*GOAL OF THE EXERCISE*. Copy out every line below that contains the word "instance". Case counts, so a line qualifies only if the capitalization also matches.

>> Begin GIVEN INFORMATION

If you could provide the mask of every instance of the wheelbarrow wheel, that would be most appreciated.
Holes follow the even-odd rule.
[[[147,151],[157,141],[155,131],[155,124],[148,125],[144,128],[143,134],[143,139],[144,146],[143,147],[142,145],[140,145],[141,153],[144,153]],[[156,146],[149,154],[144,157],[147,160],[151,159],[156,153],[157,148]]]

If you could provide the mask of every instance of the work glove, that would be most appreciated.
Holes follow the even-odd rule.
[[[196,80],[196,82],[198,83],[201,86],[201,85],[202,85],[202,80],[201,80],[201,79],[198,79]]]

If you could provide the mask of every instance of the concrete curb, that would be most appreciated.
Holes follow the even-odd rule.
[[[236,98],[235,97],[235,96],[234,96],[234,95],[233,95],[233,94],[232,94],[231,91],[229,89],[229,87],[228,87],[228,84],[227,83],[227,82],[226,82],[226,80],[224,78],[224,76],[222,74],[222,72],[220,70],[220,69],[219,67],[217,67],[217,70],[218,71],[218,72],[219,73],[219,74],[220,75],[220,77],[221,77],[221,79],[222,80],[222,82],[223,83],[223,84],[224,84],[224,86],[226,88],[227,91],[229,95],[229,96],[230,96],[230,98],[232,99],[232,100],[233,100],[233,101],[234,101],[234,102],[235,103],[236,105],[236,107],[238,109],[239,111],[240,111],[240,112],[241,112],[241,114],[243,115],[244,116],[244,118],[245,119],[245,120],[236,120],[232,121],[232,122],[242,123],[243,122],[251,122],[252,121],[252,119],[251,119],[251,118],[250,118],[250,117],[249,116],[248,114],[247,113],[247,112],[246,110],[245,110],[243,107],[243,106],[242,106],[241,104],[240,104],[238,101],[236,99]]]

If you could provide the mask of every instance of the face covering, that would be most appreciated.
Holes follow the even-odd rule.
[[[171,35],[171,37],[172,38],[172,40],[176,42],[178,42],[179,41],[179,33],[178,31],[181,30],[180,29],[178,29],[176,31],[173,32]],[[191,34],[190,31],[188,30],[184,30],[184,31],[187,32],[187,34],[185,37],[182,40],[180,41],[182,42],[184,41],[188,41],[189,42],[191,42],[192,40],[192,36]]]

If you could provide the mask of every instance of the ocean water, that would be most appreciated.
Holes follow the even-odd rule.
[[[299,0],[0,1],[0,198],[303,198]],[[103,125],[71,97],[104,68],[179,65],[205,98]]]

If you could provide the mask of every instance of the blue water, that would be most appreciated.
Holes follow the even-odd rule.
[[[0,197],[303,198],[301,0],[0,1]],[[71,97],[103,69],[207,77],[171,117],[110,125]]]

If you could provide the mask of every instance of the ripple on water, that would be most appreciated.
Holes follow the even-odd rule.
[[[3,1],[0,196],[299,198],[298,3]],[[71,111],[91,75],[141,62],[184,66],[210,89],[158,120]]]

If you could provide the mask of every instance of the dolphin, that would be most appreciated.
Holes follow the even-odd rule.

>> End GIVEN INFORMATION

*TASK RESPONSE*.
If you could provide the mask of every instance of the wheelbarrow wheel, that would be most appreciated.
If you could provide the mask of every instance of the work glove, that would be most appreciated.
If you could provide the mask of every instance of the concrete curb, that would be most appreciated.
If you could provide the mask of every instance of the face covering, that would be most appreciated.
If you could provide the mask of every instance of the ocean water, that would be most appreciated.
If you could provide the mask of every instance of the blue water, that would be most appreciated.
If you could provide the mask of every instance of the ripple on water, that would be most appreciated.
If you could provide the mask of every instance of the dolphin, that would be most appreciated.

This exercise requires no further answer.